[Task directions] In the part that opens with the line containing "Query: red suv" and closes with the line containing "[[40,117],[79,115],[75,96],[70,93],[47,93],[38,105]]", swap "red suv" for "blue sedan" and leave everything else unchanged. Give back only those lines.

[Data for this exercise]

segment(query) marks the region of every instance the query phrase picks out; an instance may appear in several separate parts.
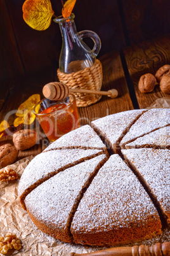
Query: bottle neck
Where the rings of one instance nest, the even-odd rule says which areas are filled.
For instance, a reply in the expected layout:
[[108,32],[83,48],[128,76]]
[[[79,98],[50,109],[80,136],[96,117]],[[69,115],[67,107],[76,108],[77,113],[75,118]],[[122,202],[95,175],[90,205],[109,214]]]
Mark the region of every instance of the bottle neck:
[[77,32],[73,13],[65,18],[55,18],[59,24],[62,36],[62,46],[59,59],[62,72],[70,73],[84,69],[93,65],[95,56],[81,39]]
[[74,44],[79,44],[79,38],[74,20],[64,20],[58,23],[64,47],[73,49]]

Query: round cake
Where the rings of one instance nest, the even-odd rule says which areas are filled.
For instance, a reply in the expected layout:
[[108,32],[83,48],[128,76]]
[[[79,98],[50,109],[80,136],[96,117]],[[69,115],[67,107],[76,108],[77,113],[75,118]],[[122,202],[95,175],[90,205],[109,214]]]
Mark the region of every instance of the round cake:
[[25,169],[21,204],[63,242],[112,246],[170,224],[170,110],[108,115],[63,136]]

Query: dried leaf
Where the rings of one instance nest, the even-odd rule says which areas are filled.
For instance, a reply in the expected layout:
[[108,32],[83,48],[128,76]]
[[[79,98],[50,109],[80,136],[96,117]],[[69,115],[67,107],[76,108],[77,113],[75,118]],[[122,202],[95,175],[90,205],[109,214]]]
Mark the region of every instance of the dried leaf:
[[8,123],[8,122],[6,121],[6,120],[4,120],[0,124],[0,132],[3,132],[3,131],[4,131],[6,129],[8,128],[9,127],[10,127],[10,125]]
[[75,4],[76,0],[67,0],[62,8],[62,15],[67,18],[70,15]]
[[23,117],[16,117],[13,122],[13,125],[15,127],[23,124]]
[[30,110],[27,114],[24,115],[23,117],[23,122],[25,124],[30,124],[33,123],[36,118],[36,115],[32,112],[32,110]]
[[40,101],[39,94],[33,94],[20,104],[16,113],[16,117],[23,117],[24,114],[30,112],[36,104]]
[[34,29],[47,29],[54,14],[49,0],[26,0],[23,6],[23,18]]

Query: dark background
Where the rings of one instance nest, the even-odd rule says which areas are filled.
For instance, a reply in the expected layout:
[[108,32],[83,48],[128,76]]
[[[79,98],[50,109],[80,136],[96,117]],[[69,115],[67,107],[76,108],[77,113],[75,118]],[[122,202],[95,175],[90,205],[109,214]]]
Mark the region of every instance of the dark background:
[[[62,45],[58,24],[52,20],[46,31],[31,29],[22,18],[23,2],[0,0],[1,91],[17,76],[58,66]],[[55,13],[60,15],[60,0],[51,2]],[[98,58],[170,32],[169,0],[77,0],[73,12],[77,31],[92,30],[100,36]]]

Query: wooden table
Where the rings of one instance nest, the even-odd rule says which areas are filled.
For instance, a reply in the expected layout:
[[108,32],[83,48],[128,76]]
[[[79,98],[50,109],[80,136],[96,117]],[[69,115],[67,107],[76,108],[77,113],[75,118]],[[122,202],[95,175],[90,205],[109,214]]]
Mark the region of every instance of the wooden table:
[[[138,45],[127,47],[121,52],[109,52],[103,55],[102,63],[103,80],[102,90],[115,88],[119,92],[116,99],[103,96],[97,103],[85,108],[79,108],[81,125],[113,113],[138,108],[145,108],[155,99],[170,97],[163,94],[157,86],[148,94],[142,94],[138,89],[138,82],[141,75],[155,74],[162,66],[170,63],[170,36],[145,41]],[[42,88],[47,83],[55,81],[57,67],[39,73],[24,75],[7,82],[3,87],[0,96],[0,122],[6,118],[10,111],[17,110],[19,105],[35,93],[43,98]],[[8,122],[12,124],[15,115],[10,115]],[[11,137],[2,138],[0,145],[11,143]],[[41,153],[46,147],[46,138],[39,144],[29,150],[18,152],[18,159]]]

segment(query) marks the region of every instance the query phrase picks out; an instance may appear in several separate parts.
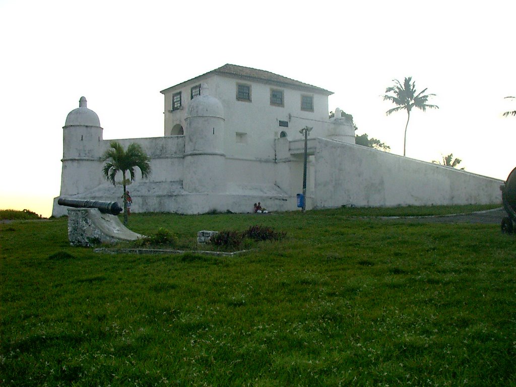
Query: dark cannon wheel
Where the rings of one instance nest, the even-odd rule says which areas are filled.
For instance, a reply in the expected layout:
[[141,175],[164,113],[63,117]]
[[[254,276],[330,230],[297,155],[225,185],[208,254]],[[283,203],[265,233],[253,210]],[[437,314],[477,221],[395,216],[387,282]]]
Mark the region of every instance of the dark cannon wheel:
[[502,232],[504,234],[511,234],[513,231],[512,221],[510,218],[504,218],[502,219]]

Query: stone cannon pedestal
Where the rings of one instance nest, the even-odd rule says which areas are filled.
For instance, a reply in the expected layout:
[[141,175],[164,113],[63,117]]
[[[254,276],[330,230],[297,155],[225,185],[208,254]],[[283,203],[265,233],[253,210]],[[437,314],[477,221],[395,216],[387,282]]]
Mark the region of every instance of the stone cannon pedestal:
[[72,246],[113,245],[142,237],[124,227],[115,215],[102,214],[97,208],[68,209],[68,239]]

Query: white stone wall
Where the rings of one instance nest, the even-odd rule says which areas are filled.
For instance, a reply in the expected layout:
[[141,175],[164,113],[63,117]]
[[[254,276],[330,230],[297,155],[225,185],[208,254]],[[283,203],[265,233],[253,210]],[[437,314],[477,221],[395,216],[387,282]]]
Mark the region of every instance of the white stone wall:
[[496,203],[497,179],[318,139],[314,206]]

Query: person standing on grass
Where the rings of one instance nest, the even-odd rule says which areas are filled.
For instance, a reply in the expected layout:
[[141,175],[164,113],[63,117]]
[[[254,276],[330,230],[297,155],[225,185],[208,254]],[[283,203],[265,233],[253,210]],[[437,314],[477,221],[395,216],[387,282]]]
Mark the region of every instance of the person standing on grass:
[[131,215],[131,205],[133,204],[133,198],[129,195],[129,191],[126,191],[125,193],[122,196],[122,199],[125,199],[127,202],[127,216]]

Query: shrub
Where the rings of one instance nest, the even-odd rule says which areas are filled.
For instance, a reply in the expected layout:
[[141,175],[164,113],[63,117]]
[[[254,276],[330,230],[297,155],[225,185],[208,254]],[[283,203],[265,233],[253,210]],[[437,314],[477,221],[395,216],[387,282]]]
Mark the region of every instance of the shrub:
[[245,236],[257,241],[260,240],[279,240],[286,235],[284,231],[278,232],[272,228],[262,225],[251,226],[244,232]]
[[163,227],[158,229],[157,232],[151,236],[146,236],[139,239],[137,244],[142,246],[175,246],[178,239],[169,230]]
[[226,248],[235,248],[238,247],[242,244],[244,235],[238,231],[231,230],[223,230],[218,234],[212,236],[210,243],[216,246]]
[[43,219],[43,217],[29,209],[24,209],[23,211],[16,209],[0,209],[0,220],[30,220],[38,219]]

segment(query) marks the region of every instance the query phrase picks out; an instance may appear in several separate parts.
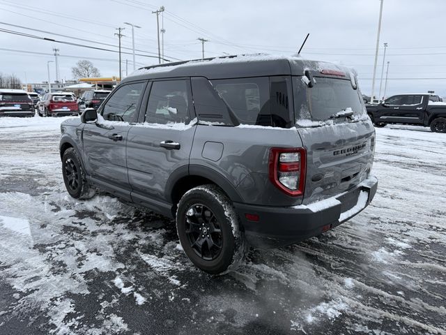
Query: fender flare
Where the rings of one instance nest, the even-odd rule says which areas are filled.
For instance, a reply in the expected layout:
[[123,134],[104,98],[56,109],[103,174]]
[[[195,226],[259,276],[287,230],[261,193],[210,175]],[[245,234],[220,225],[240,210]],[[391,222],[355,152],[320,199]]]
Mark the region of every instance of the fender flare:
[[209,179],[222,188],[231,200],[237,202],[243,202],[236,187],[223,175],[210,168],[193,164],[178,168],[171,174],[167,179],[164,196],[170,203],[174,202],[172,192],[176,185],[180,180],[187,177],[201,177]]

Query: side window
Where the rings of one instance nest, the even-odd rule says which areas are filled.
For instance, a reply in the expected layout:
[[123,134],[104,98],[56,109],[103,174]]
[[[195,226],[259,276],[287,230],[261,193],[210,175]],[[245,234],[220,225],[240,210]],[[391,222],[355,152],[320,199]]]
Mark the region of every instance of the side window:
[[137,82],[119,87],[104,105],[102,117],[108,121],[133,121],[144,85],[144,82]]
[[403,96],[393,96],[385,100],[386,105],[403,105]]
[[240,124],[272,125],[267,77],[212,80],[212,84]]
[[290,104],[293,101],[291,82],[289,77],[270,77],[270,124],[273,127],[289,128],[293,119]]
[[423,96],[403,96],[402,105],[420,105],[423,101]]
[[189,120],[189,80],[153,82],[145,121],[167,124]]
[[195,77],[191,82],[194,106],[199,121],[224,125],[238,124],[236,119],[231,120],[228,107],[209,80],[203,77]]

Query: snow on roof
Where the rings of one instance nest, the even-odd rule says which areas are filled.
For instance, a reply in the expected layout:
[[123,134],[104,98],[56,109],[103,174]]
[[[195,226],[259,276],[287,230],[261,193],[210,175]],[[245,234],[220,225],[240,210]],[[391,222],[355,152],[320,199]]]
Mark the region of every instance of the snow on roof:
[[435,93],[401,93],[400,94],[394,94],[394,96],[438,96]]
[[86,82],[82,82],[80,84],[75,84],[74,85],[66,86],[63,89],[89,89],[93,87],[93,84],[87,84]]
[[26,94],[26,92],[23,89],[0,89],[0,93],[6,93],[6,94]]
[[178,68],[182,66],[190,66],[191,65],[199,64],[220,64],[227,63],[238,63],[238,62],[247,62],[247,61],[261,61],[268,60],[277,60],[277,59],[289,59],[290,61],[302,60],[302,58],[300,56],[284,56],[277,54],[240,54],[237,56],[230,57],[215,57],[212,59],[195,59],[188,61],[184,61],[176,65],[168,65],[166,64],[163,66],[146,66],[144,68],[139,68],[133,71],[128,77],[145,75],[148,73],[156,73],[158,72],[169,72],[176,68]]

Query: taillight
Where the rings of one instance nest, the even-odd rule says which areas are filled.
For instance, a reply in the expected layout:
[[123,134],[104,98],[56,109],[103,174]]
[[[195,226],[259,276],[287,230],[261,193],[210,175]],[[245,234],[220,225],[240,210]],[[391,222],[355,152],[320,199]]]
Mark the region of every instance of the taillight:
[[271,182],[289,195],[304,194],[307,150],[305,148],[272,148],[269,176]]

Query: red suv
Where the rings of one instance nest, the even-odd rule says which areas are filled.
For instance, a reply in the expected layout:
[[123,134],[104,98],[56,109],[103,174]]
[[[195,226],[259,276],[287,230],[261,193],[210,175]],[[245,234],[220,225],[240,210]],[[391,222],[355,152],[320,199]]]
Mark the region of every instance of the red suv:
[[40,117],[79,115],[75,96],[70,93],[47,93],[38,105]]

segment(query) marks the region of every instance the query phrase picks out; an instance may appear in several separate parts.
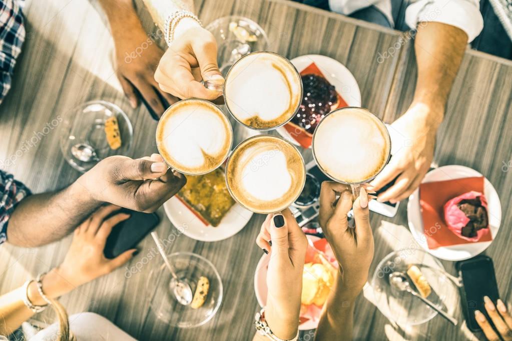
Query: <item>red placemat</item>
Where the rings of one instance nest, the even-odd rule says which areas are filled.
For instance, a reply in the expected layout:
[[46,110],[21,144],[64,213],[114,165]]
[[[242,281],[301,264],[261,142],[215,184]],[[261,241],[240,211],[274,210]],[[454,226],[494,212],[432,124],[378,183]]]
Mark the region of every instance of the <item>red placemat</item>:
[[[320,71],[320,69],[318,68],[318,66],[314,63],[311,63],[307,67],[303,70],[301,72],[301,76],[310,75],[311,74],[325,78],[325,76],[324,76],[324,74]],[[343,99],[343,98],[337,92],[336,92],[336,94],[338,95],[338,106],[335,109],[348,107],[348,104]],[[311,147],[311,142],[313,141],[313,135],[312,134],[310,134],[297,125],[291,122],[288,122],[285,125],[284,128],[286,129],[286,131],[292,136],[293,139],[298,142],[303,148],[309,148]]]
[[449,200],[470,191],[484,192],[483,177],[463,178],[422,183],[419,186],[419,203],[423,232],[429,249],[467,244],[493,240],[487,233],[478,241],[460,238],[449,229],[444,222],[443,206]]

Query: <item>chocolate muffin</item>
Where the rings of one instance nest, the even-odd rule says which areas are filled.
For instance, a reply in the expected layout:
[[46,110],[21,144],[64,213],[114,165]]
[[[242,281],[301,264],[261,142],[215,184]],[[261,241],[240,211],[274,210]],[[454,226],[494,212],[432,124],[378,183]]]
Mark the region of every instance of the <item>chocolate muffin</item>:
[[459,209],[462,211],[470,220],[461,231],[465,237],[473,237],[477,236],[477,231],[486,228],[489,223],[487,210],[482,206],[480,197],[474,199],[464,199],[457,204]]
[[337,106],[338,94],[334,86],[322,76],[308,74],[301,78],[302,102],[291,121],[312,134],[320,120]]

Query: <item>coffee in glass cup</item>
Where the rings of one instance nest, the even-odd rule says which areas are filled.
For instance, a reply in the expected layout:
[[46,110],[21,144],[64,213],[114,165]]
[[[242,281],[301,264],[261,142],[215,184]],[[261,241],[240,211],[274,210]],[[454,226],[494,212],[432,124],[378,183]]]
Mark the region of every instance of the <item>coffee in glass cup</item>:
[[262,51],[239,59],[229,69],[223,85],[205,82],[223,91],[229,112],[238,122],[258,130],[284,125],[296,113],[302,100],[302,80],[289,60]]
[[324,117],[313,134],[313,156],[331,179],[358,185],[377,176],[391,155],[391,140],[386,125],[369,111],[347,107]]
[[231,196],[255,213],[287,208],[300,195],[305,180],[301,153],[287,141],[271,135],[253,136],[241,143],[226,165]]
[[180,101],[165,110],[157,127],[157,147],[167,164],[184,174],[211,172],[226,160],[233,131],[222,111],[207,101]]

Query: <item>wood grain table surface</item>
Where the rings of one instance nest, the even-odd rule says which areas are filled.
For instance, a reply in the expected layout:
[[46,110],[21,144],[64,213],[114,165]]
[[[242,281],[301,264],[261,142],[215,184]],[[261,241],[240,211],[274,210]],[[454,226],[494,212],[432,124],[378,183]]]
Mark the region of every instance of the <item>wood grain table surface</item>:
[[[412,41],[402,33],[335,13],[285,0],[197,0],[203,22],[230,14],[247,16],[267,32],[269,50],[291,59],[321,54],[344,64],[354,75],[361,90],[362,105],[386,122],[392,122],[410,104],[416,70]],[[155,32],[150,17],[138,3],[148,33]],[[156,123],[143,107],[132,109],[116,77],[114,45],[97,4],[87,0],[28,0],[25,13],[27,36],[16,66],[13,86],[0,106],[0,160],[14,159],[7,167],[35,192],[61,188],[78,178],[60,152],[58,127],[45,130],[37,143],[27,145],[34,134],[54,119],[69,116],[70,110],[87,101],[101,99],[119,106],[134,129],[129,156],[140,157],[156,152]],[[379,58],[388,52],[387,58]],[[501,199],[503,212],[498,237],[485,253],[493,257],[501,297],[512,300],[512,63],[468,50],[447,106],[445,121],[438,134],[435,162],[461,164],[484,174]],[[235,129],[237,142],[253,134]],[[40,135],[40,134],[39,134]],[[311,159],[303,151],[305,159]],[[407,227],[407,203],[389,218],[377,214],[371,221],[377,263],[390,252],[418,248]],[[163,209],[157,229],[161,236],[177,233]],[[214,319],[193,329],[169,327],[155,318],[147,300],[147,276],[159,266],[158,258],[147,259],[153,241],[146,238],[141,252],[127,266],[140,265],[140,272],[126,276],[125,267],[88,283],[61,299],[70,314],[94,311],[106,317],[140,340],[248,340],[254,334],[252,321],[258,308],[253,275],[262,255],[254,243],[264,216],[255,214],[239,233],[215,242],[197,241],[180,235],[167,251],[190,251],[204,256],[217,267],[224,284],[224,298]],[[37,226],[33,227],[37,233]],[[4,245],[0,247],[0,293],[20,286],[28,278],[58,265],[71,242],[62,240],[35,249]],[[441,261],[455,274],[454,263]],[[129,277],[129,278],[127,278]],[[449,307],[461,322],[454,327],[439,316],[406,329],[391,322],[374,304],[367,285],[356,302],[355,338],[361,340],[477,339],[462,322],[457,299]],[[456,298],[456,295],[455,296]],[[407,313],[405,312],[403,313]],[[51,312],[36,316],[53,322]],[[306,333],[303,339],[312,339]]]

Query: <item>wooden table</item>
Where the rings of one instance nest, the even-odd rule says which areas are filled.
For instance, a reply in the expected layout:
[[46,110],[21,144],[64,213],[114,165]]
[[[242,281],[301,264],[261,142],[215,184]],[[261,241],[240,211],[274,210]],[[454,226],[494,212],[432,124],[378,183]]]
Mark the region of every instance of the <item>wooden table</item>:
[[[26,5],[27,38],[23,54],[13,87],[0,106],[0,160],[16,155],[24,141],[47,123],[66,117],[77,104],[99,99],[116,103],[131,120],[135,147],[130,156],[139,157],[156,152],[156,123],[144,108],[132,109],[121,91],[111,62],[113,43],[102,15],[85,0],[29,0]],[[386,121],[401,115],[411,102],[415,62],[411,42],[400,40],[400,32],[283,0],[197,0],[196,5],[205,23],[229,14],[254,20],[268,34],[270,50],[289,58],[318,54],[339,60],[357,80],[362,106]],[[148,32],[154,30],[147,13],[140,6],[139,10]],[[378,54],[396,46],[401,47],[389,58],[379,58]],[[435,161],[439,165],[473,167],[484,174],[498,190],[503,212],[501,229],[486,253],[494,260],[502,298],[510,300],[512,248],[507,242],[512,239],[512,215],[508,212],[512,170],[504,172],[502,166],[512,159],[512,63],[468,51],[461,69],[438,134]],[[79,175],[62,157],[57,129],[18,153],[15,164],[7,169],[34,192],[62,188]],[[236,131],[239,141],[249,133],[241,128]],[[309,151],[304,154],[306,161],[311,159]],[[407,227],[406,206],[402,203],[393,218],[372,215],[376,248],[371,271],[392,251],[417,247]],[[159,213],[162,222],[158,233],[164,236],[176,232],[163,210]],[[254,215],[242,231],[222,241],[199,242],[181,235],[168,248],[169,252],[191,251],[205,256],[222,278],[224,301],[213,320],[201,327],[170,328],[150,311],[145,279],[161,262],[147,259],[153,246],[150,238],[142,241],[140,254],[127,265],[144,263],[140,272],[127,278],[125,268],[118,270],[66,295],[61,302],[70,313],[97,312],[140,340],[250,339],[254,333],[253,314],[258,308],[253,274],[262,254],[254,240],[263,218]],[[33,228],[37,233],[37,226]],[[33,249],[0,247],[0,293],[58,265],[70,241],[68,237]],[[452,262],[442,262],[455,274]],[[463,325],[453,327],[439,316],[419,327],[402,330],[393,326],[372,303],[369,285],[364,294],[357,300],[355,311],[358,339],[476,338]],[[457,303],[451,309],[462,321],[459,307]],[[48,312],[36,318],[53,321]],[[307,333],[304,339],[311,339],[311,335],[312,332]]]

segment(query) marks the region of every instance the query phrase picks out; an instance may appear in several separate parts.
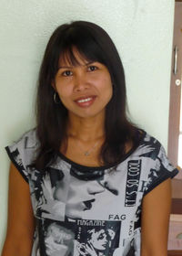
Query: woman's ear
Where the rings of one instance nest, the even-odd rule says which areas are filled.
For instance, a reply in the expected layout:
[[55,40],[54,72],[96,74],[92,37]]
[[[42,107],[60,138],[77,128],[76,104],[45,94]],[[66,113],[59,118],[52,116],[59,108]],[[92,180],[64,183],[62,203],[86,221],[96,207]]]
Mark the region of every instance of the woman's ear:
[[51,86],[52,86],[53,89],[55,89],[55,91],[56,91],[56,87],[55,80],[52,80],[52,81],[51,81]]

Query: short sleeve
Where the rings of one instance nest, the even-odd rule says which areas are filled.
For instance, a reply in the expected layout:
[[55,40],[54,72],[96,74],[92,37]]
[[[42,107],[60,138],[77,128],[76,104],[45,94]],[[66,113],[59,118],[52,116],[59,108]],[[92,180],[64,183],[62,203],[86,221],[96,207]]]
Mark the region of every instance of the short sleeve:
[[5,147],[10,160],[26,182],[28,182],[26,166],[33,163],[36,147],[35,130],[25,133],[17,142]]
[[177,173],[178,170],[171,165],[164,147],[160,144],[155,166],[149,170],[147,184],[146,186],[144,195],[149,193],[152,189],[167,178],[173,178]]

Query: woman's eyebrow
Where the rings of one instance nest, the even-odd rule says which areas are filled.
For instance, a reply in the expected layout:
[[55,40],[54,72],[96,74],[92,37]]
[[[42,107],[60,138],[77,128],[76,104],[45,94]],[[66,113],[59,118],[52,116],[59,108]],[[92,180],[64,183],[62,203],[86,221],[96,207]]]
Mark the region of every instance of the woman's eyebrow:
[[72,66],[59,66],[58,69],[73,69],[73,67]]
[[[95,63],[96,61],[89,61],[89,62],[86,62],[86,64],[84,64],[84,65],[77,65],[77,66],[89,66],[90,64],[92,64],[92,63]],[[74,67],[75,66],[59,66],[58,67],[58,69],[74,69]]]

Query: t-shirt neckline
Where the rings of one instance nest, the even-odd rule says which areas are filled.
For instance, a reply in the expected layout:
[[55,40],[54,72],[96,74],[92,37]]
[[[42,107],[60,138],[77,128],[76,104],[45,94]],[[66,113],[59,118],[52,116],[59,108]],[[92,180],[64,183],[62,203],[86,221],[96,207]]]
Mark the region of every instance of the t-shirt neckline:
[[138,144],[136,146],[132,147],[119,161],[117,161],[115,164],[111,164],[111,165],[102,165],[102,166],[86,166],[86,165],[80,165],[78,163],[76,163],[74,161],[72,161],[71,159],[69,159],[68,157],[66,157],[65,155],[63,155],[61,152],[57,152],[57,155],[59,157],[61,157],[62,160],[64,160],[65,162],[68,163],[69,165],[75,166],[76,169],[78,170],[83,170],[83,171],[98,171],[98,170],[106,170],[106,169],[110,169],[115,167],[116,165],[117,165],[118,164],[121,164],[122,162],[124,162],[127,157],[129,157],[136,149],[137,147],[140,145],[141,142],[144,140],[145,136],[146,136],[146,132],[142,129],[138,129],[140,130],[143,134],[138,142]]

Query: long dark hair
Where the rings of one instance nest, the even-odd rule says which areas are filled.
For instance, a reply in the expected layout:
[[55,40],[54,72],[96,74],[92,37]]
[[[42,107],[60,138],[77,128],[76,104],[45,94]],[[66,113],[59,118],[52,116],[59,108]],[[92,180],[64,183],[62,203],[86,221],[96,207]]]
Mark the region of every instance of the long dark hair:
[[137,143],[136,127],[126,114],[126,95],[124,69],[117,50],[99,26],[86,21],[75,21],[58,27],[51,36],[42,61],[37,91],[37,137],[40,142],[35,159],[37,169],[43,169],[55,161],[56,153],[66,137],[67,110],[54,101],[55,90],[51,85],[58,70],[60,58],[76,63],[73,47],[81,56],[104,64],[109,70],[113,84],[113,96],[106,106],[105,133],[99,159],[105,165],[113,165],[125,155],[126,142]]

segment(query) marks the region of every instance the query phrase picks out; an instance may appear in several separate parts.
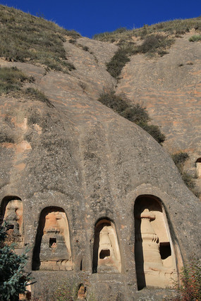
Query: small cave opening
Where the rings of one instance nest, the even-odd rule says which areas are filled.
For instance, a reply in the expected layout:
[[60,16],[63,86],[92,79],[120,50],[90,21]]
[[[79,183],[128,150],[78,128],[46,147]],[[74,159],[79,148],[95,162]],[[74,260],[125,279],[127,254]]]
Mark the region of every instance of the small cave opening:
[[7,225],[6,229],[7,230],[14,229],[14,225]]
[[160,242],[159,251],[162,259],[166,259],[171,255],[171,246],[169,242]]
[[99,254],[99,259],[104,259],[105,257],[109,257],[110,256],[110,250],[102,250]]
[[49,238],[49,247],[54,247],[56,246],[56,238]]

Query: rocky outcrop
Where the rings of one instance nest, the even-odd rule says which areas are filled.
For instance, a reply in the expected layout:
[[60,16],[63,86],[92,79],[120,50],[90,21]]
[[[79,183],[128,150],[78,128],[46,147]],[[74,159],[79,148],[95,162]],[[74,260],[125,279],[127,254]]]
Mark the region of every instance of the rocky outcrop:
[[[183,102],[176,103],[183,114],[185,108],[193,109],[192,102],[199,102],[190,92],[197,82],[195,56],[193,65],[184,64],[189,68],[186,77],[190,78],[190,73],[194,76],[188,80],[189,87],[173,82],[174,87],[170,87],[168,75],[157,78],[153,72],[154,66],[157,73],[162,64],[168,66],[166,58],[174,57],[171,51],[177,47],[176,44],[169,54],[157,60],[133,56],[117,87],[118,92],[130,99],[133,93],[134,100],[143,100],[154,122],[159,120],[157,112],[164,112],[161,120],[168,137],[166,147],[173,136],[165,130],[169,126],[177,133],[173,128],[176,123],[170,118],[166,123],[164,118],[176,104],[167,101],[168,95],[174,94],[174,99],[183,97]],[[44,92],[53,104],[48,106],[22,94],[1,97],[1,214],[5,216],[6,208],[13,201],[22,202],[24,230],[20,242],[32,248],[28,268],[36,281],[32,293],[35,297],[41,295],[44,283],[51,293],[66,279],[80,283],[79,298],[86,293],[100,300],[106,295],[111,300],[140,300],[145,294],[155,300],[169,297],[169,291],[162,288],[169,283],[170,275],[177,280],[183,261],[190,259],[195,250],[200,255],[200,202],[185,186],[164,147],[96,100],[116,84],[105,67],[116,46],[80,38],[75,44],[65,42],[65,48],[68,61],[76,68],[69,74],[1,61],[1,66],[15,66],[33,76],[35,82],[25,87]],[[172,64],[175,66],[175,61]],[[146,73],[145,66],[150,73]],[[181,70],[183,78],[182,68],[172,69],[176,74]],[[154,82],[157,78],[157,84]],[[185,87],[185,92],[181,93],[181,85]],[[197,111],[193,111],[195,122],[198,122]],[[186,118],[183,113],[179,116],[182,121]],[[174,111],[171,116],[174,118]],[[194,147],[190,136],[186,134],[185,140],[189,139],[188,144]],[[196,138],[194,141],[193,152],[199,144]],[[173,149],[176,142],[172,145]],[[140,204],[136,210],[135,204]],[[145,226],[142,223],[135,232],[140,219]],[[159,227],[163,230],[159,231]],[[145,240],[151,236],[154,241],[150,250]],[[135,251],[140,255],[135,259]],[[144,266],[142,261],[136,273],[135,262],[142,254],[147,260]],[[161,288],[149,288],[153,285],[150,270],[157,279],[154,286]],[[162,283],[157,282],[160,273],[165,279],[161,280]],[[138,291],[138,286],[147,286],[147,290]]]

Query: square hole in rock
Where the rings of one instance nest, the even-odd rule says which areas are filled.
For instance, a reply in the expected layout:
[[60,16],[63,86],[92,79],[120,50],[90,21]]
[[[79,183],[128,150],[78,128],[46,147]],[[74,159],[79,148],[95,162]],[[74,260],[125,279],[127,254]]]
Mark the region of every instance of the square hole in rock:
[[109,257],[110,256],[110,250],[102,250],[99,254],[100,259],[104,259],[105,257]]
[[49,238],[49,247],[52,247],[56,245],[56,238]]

[Task result]
Query: blue sedan
Where the rings of one instance nest, the even-odd rule says which areas are filled.
For instance, a reply in the expected layout:
[[123,134],[104,98],[56,109],[103,174]]
[[[195,226],[259,276],[287,230],[261,193],[210,175]],[[245,234],[220,225],[240,210]],[[391,222],[355,152],[320,199]]]
Mark the region of every instance of the blue sedan:
[[40,117],[79,115],[75,96],[70,93],[47,93],[38,105]]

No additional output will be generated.